What to work on
Restate all entries exactly. Skip the images.

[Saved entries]

+--

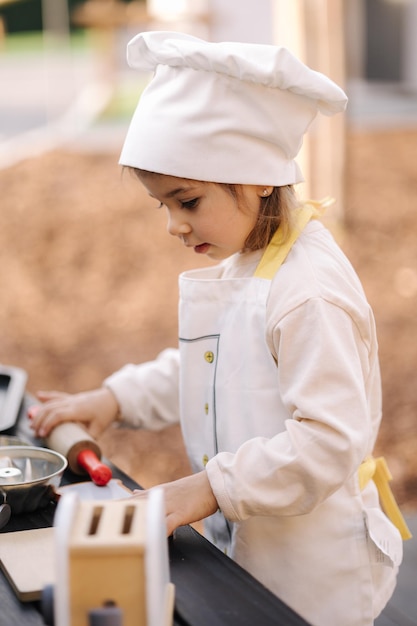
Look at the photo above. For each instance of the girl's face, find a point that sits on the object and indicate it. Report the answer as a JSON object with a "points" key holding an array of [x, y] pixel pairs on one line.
{"points": [[205, 216]]}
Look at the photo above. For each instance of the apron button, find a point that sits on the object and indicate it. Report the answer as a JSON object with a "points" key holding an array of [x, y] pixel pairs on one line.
{"points": [[209, 356]]}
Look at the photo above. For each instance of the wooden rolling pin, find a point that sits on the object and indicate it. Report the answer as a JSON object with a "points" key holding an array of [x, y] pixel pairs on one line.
{"points": [[81, 450]]}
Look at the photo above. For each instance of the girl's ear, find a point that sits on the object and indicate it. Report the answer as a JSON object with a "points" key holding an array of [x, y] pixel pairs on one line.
{"points": [[264, 192]]}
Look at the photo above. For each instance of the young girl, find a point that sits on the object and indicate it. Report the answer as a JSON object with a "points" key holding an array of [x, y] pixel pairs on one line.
{"points": [[276, 380]]}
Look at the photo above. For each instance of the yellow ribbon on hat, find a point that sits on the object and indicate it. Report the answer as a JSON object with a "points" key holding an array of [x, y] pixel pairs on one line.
{"points": [[278, 248], [377, 470]]}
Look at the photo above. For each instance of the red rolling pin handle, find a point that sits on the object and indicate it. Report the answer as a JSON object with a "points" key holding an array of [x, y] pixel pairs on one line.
{"points": [[99, 473]]}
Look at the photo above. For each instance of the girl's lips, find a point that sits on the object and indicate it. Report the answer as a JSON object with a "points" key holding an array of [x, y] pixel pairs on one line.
{"points": [[202, 248]]}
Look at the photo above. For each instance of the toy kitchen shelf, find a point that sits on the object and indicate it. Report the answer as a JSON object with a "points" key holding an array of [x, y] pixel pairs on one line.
{"points": [[210, 588]]}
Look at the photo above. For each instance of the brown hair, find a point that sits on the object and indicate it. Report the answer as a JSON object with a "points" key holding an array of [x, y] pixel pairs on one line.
{"points": [[275, 210]]}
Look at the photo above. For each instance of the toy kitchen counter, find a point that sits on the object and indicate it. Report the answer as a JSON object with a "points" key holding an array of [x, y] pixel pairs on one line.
{"points": [[210, 589]]}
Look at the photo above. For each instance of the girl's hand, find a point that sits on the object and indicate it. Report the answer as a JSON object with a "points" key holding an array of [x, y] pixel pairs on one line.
{"points": [[95, 409], [187, 500]]}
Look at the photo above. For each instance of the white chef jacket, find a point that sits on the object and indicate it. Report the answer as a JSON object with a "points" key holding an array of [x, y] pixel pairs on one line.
{"points": [[277, 386]]}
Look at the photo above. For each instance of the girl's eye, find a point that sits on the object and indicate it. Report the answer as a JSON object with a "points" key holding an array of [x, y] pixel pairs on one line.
{"points": [[190, 204]]}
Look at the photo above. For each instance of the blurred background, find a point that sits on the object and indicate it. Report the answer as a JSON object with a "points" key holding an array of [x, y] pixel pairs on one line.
{"points": [[88, 274]]}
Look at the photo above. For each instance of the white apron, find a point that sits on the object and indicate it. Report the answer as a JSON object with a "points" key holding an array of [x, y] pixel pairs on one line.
{"points": [[318, 563]]}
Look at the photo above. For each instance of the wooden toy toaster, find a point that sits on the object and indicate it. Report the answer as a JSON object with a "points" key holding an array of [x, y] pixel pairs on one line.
{"points": [[112, 563]]}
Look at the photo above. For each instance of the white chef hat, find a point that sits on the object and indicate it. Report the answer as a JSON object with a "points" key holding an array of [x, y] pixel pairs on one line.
{"points": [[223, 112]]}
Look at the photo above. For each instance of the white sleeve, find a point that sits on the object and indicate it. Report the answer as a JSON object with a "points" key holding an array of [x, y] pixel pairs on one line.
{"points": [[148, 394], [328, 375]]}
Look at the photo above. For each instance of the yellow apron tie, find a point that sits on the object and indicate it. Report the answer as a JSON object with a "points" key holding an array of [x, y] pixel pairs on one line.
{"points": [[278, 248], [377, 470], [272, 259]]}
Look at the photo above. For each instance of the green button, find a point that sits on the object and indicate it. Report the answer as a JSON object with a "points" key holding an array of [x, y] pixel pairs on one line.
{"points": [[209, 356]]}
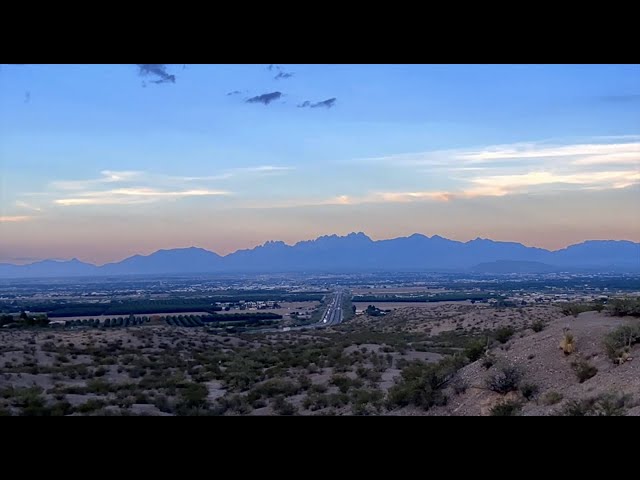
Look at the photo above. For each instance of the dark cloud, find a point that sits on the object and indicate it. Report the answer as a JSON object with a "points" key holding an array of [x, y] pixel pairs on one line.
{"points": [[622, 98], [265, 98], [157, 69], [282, 74], [328, 103]]}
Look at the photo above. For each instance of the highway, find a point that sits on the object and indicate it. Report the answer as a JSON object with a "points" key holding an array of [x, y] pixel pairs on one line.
{"points": [[333, 313], [331, 316]]}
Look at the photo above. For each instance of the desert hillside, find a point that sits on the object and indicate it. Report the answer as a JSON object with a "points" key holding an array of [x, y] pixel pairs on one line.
{"points": [[433, 359]]}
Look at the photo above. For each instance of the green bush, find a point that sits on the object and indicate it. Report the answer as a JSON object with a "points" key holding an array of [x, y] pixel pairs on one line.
{"points": [[475, 350], [509, 408], [551, 398], [622, 307], [538, 326], [506, 379], [584, 370], [529, 390], [503, 334], [606, 405], [282, 407], [421, 384], [617, 344]]}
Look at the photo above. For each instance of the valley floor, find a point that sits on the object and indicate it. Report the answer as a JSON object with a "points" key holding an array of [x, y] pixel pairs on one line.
{"points": [[413, 361]]}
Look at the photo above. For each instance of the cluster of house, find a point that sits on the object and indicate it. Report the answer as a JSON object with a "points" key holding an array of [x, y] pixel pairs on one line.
{"points": [[250, 305]]}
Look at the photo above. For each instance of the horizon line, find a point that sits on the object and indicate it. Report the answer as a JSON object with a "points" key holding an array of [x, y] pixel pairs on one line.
{"points": [[311, 240]]}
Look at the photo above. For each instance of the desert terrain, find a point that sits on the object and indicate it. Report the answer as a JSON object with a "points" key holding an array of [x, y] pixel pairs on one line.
{"points": [[447, 359]]}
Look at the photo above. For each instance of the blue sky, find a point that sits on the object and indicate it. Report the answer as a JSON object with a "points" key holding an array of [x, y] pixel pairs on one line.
{"points": [[100, 162]]}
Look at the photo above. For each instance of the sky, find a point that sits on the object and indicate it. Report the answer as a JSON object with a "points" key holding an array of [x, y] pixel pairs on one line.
{"points": [[100, 162]]}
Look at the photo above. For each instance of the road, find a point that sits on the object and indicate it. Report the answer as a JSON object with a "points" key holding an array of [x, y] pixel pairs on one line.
{"points": [[333, 314]]}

+--

Solution
Look at the photo above. For each instance of the girl's face, find a point that sits on the object and indicate it. Report the answer as a JSON object with a "points" key holding an array of [x, y] pixel pairs on one line.
{"points": [[205, 216]]}
Look at the photo above. For each instance of the apron button, find a point that sits on the object and indicate it. Report the answer as a JSON object with a "points" key holding an array of [x, y] pixel pairs on one line.
{"points": [[209, 356]]}
Look at the photo above. For each instance of the wooden rolling pin, find a point that sits on the object and indicate it. Report the answer as a JSON object with a "points" key holding an array of [x, y] pixel pairs on one line.
{"points": [[81, 450]]}
Look at the photo above. For each instance of the girl's ear, find a point that sits on the object and indicate it. Report the answer as a JSON object with a "points" key holding an array of [x, y] pixel pairs on one line.
{"points": [[264, 192]]}
Look at the photo above. For each instance of the young girl, find a point that sits on the object and indicate it. Report the answer as a JSON object with a "points" key holding an array of [x, y] pixel pairs on one line.
{"points": [[276, 380]]}
Look at the photo above. For each instance of the yellow ribbon on hat, find a point that sits on the object and indicate it. Report the answer as a JSON object with a "points" key holding an array of [x, y] pixel pairs on one line.
{"points": [[278, 248], [377, 470]]}
Look at the photo above. For each instance of the red rolling pin handle, find a point that sits on the object and indicate it. Report the answer as a JSON object with a "points" key holding an array of [x, y] pixel pairs on one line.
{"points": [[99, 473]]}
Look at the photo above. For each instance of the girl's lips, find a point that sits on the object and indicate it. Report the answer as a JSON object with a "points" key holding an array of [x, y] pixel pairs on one line.
{"points": [[202, 248]]}
Look at the photo above. For each instance of the toy kitchen shelf, find a point that sits on the object and indicate it. Report the answer as a JSON object with a "points" key holding an array of [x, y] pixel pairs on one line.
{"points": [[210, 588]]}
Look at the photo above. For each instance of the brown hair, find a point that sits on the object and indicate it. Report the answer as a JSON object with a "points" key holding an array of [x, y] pixel pairs on one line.
{"points": [[275, 210]]}
Look at the photo above. For each instance of the toy kitchen counter, find a point that sits on the object and indicate it. Report the answer as a JSON object with a "points" key holding an array of [x, y] pixel pairs on one line.
{"points": [[210, 589]]}
Look at the photo above. For each instance of the girl's hand, find a point that sits on the object and indicate it. Report the answer as a JSON object with a "points" key holding an array of [x, y] pixel pairs on one line.
{"points": [[95, 409], [187, 500]]}
Look at the photo above. For each instance of the white chef jacket, find a point that sits on the object and indicate it. Report the answer as a JSON object with a "points" key holding an array of [x, y] pixel pairs on one line.
{"points": [[277, 386]]}
Look at the photo above. For each instance of the girl's eye, find a point that sits on the object and indicate it. Report the answer as a JSON object with a "points" key holding an array of [x, y] pixel pairs on one line.
{"points": [[190, 204]]}
Look at the photo above. For each instance of the blurred background, find a point that sits on the object and indicate it. Report the answer as a JSON object with a "points" key holding an array of [x, y] pixel pairs on one line.
{"points": [[88, 274]]}
Look at the photo above. For each instance of the white apron, find a point that sits on the object and indicate it. Report the answer as a JSON object with a "points" key holding an array of [x, y] pixel pairs on one line.
{"points": [[318, 563]]}
Look at the photo above. For each instance of the wooden toy toaster, find a point that sits on the object and indicate it. Report the answer as a JSON object with a "points" key holding an array of [x, y] pixel pairs on one line.
{"points": [[112, 563]]}
Look at the photo above. For each instance of the white chef hat, find a point that sits on the object and indicate it. Report the answer as a JSON object with a "points" key holding an array of [x, y] pixel pairs on one line.
{"points": [[223, 112]]}
Look at the photo above. For each instance of the white sleeve, find a point that sits on the object and indicate it. Report the answer as a JSON object with a "points" key holding an array of [x, y] pixel pairs on one line.
{"points": [[148, 394], [328, 375]]}
Look at the photo above. For each instance of the yellow apron tie, find a point that sits on the object and indicate it. Report the answer as a JSON object with a "points" key holding an array of [x, y] pixel pairs on one line.
{"points": [[278, 248], [377, 470], [272, 259]]}
Look at the photo above. For each instance of the green button, find a point that sits on the object and indicate it. Report the answer as a JSON object with a "points" key holding an array of [x, y] pixel pairs on one line.
{"points": [[209, 356]]}
Look at the photo above. For each instance of the dark cloud, find a point that sits on the object and indicate it. Report the answer as a JSON object with a "points" key holding an array of [x, y] pixel pairs on one line.
{"points": [[622, 98], [265, 98], [157, 69], [282, 74], [328, 103]]}
Look at the photo above. For each instance of the highway, find a point that sits on the object and indicate it. Report the answer as a JSON object with a "points" key holding an array of [x, y] pixel pairs on one line.
{"points": [[333, 313], [331, 316]]}
Look at the photo above. For each instance of the desert hillside, find a point that sits on the object and indicate it. Report the answer as a JSON object with a "points" key holding an array of [x, y] pixel pairs on one line.
{"points": [[433, 359]]}
Look at the photo above. For each instance of the green bush, find a point that sits on the object and indicate it. Report the answer as a JSON object with a "points" key holding an array of [x, y] pixel pairs on one line.
{"points": [[475, 350], [509, 408], [551, 398], [622, 307], [538, 326], [506, 379], [584, 370], [529, 390], [503, 334], [606, 405], [282, 407], [421, 384], [617, 344]]}
Look at the photo above. For each instance of the valley floor, find a point that sits on the object and indicate it. Report the answer as a JSON object with a "points" key holding an array of [x, y] pixel pairs on one line.
{"points": [[413, 361]]}
Look at the photo above. For each instance of the cluster of house, find a point that sits on the object and indicate it. Report the answer as a JSON object with a "points" key holding an array of [x, y] pixel pairs on one line.
{"points": [[250, 305]]}
Look at the photo above. For each instance of the horizon line, find a point that sits on the object and indicate it. Report the answer as a JSON object with a "points" key holding an array of [x, y] pixel pairs on one line.
{"points": [[311, 240]]}
Look at the photo above. For each instance of the desert terrain, find a point that sits on the object and indicate it. Report the answer as a JSON object with a "points" key holding an array of [x, y] pixel pairs on one line.
{"points": [[447, 359]]}
Look at the photo above. For each instance of the blue sky, find a point that sits on the object and indicate it. Report the answer as a JSON object with a "points" key holding an array of [x, y] pixel pairs on one line.
{"points": [[100, 162]]}
Look at the photo above. For each instance of the sky, find a point that sits on the object and indicate it. Report the answer as a JSON object with a "points" key holding an array of [x, y] pixel pairs on one line.
{"points": [[100, 162]]}
Look at the photo above. For each instance of the road, find a point that sits on the object and indicate it. Report the answer as a JSON object with a "points" key holding an array of [x, y] pixel pairs on one line.
{"points": [[333, 314]]}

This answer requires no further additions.